TEXT PASSAGE »
══════════

PT: We learnt that JOHESU members are agitating for the post of Chief Medical Directors (CMD) in tertiary institutions, why do you think your members deserve that position?
Chimela: In 1985, decree 10 was promulgated and that decree was what guides the appointment of CMDs and you will see in one of the phrases, subsection 5 of it (says) that the occupant of the position of CMD must be medically qualified. For us, we now looked at it, can you say a pharmacist is not medically qualified? Or a medical lab scientist and even when you look at it, the CMDs don’t give injections to people or conduct surgeries? What they do is administrative work so if other health care professionals are well grounded in administrative knowledge, then there is nothing stopping us from taking up that position.
PT: How far have you gone in your move to take up the position of CMD?

══════════

REQUIRED WORK »
A. List every number that appears in the JOHESU interview.
B. According to the JOHESU interview, in what year was decree 10 promulgated?
C. Write what follows the last line of the JOHESU interview.

══════════

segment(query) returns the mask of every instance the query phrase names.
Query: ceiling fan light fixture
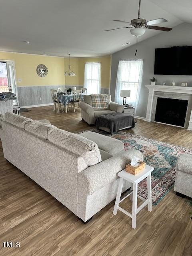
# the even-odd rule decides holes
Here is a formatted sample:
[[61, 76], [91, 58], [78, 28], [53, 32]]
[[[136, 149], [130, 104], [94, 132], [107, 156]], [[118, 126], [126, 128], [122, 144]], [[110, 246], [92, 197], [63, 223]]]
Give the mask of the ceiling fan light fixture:
[[145, 29], [142, 28], [135, 28], [131, 29], [130, 32], [133, 36], [137, 37], [142, 36], [145, 32]]

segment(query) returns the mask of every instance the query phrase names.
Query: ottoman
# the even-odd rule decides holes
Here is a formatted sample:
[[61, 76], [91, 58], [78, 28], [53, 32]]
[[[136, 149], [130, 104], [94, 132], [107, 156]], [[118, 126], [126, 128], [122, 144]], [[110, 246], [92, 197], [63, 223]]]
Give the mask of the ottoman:
[[120, 130], [133, 128], [135, 126], [134, 118], [128, 114], [123, 113], [112, 113], [99, 116], [96, 119], [95, 124], [98, 129], [111, 135]]

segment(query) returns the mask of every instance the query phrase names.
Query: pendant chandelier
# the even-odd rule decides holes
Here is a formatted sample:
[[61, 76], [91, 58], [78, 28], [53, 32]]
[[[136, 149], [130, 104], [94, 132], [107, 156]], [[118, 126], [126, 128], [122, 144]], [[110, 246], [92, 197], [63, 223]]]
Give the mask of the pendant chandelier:
[[68, 54], [69, 55], [69, 70], [68, 71], [66, 71], [65, 73], [65, 76], [75, 76], [75, 74], [74, 73], [73, 71], [72, 71], [71, 70], [71, 65], [70, 64], [70, 54], [69, 53]]

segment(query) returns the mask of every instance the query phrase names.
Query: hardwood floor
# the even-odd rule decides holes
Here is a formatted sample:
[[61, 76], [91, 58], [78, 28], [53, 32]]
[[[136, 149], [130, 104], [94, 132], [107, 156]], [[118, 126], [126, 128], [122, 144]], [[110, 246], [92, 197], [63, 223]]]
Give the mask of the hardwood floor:
[[[48, 119], [72, 132], [90, 129], [78, 111], [66, 114], [52, 106], [30, 109], [22, 116]], [[192, 132], [138, 120], [127, 132], [192, 149]], [[16, 146], [13, 145], [13, 146]], [[18, 149], [19, 150], [19, 149]], [[118, 211], [114, 201], [84, 225], [77, 217], [3, 157], [0, 146], [0, 255], [2, 256], [156, 256], [192, 255], [192, 221], [185, 199], [169, 192], [151, 212], [138, 215], [137, 228]], [[122, 207], [131, 210], [128, 200]], [[1, 242], [19, 242], [19, 248], [3, 248]]]

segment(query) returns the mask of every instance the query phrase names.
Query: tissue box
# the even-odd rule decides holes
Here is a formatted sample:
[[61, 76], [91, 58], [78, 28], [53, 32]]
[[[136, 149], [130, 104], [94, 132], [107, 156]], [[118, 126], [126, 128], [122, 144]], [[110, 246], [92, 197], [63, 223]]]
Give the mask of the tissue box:
[[139, 161], [138, 165], [136, 167], [132, 166], [130, 163], [126, 166], [126, 172], [134, 175], [136, 175], [145, 169], [146, 166], [146, 164], [141, 161]]

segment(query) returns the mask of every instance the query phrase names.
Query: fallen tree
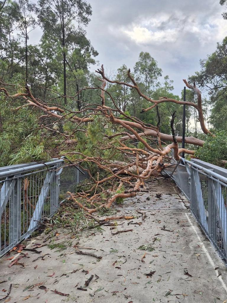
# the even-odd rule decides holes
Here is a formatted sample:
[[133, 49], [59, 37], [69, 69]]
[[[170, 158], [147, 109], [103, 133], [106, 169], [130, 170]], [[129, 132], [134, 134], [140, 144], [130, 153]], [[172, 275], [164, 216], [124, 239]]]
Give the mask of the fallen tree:
[[[164, 97], [155, 100], [141, 92], [130, 70], [128, 76], [131, 84], [108, 79], [105, 76], [102, 65], [96, 72], [101, 76], [98, 79], [101, 85], [84, 89], [95, 90], [98, 92], [100, 104], [84, 104], [78, 111], [37, 99], [28, 86], [23, 91], [16, 93], [13, 86], [5, 85], [0, 87], [0, 92], [11, 105], [14, 104], [15, 100], [19, 103], [18, 106], [11, 109], [14, 114], [21, 110], [28, 113], [31, 110], [29, 109], [36, 113], [39, 122], [37, 128], [41, 131], [42, 139], [45, 138], [46, 151], [50, 157], [67, 156], [70, 160], [70, 165], [83, 165], [87, 168], [91, 177], [89, 188], [76, 193], [68, 194], [69, 198], [90, 214], [104, 208], [109, 208], [114, 201], [135, 196], [141, 187], [144, 186], [146, 180], [156, 177], [169, 165], [173, 156], [178, 160], [183, 152], [190, 155], [194, 154], [193, 150], [179, 148], [178, 143], [182, 142], [182, 138], [175, 135], [175, 112], [171, 114], [170, 121], [172, 135], [160, 133], [159, 123], [156, 126], [145, 123], [122, 112], [105, 89], [107, 82], [126, 85], [135, 90], [142, 98], [152, 104], [147, 108], [142, 109], [144, 112], [152, 110], [163, 102], [193, 107], [198, 111], [204, 133], [213, 135], [205, 126], [201, 93], [195, 84], [192, 86], [183, 80], [188, 87], [196, 92], [197, 104]], [[113, 108], [106, 105], [106, 95], [111, 100]], [[67, 96], [74, 100], [76, 100], [76, 97]], [[154, 141], [154, 138], [156, 138]], [[171, 142], [166, 143], [163, 140]], [[193, 137], [186, 137], [186, 142], [200, 146], [204, 143]]]

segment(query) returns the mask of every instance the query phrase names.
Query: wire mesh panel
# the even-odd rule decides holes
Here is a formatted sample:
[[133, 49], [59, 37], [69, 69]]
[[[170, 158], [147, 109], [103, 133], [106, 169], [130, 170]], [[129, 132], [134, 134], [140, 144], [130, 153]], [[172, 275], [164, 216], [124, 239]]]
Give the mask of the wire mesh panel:
[[227, 184], [192, 166], [191, 209], [227, 263]]
[[[63, 159], [0, 168], [0, 256], [51, 217], [62, 193], [74, 191], [89, 178], [75, 166], [63, 169]], [[60, 175], [61, 174], [61, 181]]]
[[178, 187], [182, 191], [189, 200], [190, 198], [190, 175], [189, 167], [180, 164], [179, 161], [171, 164], [162, 171], [163, 175], [171, 177], [175, 181]]
[[67, 191], [75, 192], [77, 185], [90, 178], [87, 171], [75, 165], [64, 167], [61, 175], [60, 192], [65, 195]]
[[0, 256], [28, 236], [57, 208], [58, 172], [62, 162], [18, 169], [14, 166], [0, 172]]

══════════

ANSWERS FOR THIS EXERCISE »
A. 1985, 10, 5

B. 1985

C.
Chimela: Justice Usman Bello was the one that was appointed to look into this issue in 2013 and 2014. His committee resolved that for peace to reign, if the CMD is a medical doctor, the Chairman, Medical Advisory Committee should come from the JOHESU group and we should take turns just like the PDP sharing formula. For instance, if the CMD is from NMA and his vice from JOHESU this year, then in the next four years, when another election will be conducted for the leadership position, the CMD will be zoned to JOHESU while NMA will be vice because if you have all the excos from one particular group, policy making will be skewed. However, this recommendation is yet to be followed.
PT: One of the key focus areas of the health ministry is Public Private Partnership (PPP), what is your take on this program?
Chimela: It is not this administration that started PPP, it was started by Obasanjo’s administration. It would have been a good and laudable project if it was done in the true spirit of the initiative. In the original format, you are not supposed to lose any staff, those private owners who have equipment that government hospitals don’t have will bring it in, bring experts to train people and the government will now sit down and discuss how the profit made from it will be shared with the private owners.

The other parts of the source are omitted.